Sunulan metin =
══════════

Wednesday 17 December 2014

Farkı, fark yapar.

Yaşamın ilginç yanlarından birisi de; en iyinin dışında bir şey kabul etmeyenlere, genellikle en iyiyi vermesidir.
                                                                                                              W. Somerst Maugham

Hayatta; iş, ilişki, yaşam tarzı, hayat standardı, fizik yönünden zengin olan değişik insanlar var. Onların yaşamını bizimkinden farklı kılan şeyler neler ? o insanlarla aramızdaki bütün fark; özünde kendimizle olan iletişimimiz ve eylemlerimizdir.

Başa gelenler, başarıyla başarısızlığın değişik görünümleri değildir. Farkı yapan, bizim onları algılama şeklimiz ve onlara karşı gösterdiğimiz tepkilerdir.

Peki, bu algılama şekli ve tepkilemizi nasıl değiştirebiliriz ? Bunun için size biraz NLP’ den bahsedeceğim. NLP (Neuro-Linguistic Pragramming) yani Sinir Dili Programlaması (SDP). SDP, sözel ya da sözel olmayan dilin, sinir sistemimizi nasıl etkilediğini araştırır. Herhangi bir şeyi yapabilme yeteneğimiz, doğrudan doğruya sinir sistemimizi yönlendirme yeteneğimize bağlıdır.
SDP’ nin varsayımına göre, hepimiz aynı sinirsel yapıyı paylaşıyoruz. Bu nedenleherhangi bir kimsenin başardığı herhangi bir işi, sinir sistemimizi aynı şekilde çalıştırarak biz de başarabiliriz. İşte, burada karşımıza farklı bir terim çıkıyor. Modelleme.

══════════

Veri bölümü =
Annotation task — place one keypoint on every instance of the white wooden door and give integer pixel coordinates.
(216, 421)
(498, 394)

══════════

Görev yönergesi =
"Farkı, fark yapar" yazısına göre aşağıdaki soruları yanıtlayın:
1. Zengin yaşamlar süren insanlarla aramızdaki bütün fark özünde nedir?
2. SDP neyi araştırır?
3. Yazının sonunda karşımıza çıktığı söylenen terim hangisidir?

Eksiksiz yanıt =
1. Kendimizle olan iletişimimiz ve eylemlerimizdir.
2. Sözel ya da sözel olmayan dilin sinir sistemimizi nasıl etkilediğini araştırır.
3. Modelleme.